[THE TASK]: Please copy each line of the records below that holds the word "rough".

[Stored data]:

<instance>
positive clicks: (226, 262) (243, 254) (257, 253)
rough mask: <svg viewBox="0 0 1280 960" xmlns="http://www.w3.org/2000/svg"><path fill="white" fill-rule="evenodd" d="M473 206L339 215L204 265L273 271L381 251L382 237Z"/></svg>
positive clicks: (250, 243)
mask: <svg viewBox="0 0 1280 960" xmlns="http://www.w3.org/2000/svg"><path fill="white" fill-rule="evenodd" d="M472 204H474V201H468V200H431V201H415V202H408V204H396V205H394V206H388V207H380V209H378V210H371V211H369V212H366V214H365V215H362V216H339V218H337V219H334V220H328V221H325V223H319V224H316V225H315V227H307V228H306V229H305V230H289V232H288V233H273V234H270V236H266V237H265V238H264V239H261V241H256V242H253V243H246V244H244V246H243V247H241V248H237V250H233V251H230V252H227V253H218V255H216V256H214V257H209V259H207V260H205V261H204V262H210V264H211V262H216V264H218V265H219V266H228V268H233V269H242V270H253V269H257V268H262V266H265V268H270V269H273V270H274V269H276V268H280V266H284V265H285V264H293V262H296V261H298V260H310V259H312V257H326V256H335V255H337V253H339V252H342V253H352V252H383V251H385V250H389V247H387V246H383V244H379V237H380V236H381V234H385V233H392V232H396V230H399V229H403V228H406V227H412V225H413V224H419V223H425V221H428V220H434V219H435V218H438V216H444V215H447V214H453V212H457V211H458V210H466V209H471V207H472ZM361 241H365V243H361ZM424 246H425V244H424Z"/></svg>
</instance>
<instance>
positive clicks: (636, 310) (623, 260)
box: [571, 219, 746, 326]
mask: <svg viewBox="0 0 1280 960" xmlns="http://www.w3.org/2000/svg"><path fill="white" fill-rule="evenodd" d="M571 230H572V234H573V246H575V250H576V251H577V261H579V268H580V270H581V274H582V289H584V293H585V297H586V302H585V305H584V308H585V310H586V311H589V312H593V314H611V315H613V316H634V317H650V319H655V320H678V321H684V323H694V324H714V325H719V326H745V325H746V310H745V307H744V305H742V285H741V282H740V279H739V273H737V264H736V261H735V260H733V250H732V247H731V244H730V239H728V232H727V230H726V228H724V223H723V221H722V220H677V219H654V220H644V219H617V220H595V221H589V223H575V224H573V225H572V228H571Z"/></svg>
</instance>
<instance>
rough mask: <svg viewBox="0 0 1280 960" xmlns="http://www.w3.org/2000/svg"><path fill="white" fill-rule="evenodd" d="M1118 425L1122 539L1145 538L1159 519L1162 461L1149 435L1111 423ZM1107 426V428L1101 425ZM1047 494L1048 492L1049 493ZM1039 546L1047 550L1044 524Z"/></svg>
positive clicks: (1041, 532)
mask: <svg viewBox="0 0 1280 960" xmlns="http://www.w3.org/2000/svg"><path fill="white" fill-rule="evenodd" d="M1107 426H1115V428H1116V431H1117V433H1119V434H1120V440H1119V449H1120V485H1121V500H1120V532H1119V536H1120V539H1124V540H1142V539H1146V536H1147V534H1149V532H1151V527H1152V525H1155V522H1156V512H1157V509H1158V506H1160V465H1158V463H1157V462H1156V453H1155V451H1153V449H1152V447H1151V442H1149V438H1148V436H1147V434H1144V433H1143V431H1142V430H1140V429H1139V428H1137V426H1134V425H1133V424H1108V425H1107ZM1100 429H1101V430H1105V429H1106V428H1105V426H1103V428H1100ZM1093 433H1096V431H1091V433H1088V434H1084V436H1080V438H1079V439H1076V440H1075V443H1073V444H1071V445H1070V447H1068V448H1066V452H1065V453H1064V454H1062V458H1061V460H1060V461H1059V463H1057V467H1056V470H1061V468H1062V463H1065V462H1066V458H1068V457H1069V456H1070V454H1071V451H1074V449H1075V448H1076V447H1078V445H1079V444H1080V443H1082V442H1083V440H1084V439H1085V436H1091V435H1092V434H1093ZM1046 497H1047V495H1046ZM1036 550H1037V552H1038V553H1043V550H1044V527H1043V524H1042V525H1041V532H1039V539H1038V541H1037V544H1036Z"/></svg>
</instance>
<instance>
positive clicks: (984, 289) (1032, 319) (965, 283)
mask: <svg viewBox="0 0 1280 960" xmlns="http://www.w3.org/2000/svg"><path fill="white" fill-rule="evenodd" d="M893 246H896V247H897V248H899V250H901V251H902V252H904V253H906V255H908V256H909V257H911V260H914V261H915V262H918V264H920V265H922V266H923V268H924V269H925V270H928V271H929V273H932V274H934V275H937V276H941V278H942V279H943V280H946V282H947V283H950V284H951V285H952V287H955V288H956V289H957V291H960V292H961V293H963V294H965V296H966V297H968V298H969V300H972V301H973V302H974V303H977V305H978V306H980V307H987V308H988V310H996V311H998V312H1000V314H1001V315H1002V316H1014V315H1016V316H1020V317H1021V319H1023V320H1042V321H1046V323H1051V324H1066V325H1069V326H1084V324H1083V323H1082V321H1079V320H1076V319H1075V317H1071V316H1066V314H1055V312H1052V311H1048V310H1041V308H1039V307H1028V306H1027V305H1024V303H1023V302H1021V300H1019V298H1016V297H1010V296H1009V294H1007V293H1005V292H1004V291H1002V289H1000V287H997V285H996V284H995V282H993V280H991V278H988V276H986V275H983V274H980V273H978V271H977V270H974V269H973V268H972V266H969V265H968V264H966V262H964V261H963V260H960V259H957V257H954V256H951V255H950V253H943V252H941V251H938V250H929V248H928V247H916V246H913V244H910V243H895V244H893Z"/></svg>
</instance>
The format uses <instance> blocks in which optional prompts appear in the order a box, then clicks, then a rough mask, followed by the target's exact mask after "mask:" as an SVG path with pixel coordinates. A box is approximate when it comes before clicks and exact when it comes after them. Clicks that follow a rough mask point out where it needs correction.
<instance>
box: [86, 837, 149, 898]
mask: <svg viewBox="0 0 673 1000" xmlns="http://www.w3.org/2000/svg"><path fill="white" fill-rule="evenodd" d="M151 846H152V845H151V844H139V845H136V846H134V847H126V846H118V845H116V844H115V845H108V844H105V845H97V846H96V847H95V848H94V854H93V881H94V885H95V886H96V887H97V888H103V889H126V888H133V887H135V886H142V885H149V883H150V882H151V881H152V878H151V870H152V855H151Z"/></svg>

[RESPONSE AREA]:
rough mask: <svg viewBox="0 0 1280 960" xmlns="http://www.w3.org/2000/svg"><path fill="white" fill-rule="evenodd" d="M473 206L339 215L204 265L273 271L381 251L382 237Z"/></svg>
rough mask: <svg viewBox="0 0 1280 960" xmlns="http://www.w3.org/2000/svg"><path fill="white" fill-rule="evenodd" d="M1118 425L1122 539L1145 538L1159 519L1162 461L1149 435L1111 423ZM1107 426V428L1101 425ZM1047 494L1048 492L1049 493ZM1039 546L1047 550L1044 524Z"/></svg>
The format uses <instance> blocks in which optional prompts appear in the order a box, then clicks, then a rough mask, followed by the target's exact mask after "mask:" as an SVG path with pixel coordinates. A box is approximate when it comes before clicks and exact when it comes after them. Clicks that follow a rough mask point out where it needs correction.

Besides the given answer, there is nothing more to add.